Each entry below is to be printed verbatim.

....

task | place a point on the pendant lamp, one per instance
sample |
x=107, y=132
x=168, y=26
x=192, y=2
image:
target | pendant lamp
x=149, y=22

....

§ **Answer to the task**:
task | place a point on the pendant lamp, one per instance
sample |
x=107, y=132
x=168, y=26
x=192, y=2
image:
target | pendant lamp
x=149, y=22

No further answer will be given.